Image object location entries:
* * * * * * *
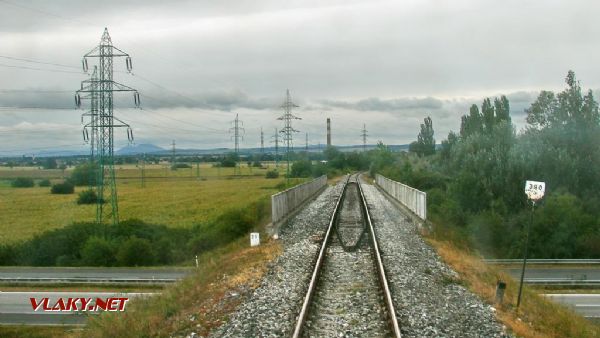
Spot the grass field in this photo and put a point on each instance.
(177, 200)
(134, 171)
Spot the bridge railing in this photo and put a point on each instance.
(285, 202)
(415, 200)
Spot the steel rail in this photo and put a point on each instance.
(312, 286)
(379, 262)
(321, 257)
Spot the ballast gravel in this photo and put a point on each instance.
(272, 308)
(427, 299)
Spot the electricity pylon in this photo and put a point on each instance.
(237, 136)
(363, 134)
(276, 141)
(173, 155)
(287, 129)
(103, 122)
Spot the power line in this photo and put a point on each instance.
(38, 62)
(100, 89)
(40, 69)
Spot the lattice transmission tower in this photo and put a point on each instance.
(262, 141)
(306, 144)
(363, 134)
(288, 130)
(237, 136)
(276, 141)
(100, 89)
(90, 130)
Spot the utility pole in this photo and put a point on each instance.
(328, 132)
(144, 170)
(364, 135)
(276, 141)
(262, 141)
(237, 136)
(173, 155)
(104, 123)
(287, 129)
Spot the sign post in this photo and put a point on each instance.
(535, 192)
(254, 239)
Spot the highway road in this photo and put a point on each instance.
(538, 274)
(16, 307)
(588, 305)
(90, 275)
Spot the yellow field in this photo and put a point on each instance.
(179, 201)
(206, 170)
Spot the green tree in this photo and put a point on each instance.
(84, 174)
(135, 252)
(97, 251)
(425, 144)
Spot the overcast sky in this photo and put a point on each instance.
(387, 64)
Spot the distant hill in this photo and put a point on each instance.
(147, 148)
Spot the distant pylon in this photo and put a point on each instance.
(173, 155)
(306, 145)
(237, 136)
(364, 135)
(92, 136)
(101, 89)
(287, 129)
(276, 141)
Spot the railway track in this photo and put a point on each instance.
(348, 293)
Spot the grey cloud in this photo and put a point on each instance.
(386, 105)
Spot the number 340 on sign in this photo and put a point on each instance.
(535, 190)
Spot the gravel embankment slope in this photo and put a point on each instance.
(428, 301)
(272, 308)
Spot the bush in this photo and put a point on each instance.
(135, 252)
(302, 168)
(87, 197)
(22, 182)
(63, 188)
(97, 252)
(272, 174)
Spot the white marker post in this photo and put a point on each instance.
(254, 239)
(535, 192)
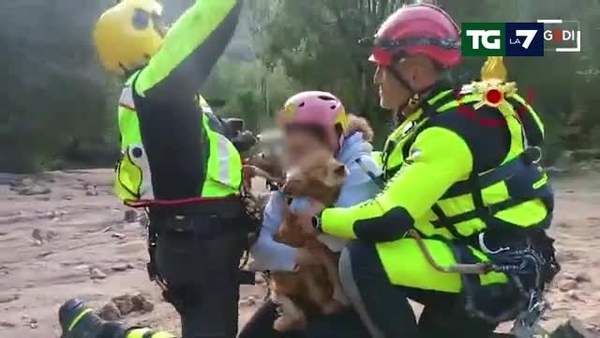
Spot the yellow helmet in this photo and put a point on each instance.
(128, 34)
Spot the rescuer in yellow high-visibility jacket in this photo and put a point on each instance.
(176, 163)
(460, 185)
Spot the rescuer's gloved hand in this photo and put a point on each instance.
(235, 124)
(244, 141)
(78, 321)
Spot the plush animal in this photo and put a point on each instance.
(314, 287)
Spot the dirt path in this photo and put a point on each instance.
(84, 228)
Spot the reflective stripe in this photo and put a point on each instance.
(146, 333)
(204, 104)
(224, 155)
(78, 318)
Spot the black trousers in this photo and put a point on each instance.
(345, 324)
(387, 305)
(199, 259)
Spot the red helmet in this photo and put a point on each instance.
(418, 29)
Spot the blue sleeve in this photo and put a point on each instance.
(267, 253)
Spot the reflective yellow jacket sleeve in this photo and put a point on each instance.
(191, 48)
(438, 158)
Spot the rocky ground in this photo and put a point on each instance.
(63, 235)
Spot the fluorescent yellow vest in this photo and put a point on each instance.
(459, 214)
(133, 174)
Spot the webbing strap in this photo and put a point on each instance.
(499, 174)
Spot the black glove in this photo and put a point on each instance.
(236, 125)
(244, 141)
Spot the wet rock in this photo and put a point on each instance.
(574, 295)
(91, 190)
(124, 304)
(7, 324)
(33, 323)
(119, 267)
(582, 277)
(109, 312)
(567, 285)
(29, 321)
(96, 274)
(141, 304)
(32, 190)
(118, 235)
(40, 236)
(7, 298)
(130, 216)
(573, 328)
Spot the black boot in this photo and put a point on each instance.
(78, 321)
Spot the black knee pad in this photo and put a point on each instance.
* * * * * * *
*What you need to do:* Rewrite the rows from the line that contains "Spot the wet" through the end of the rows, switching "put a point" to "place a mark" and keeping everything else the same.

*Written response:*
Spot the wet rock in this photo and place a mark on each instance.
(574, 295)
(91, 190)
(124, 304)
(7, 324)
(33, 323)
(119, 267)
(582, 277)
(109, 312)
(567, 285)
(29, 321)
(96, 274)
(141, 304)
(32, 190)
(118, 235)
(40, 236)
(7, 298)
(130, 216)
(573, 328)
Spot the black boot in this photo and place a mark on each instance.
(78, 321)
Spot the black knee pad in this photo and place a mark on each instance.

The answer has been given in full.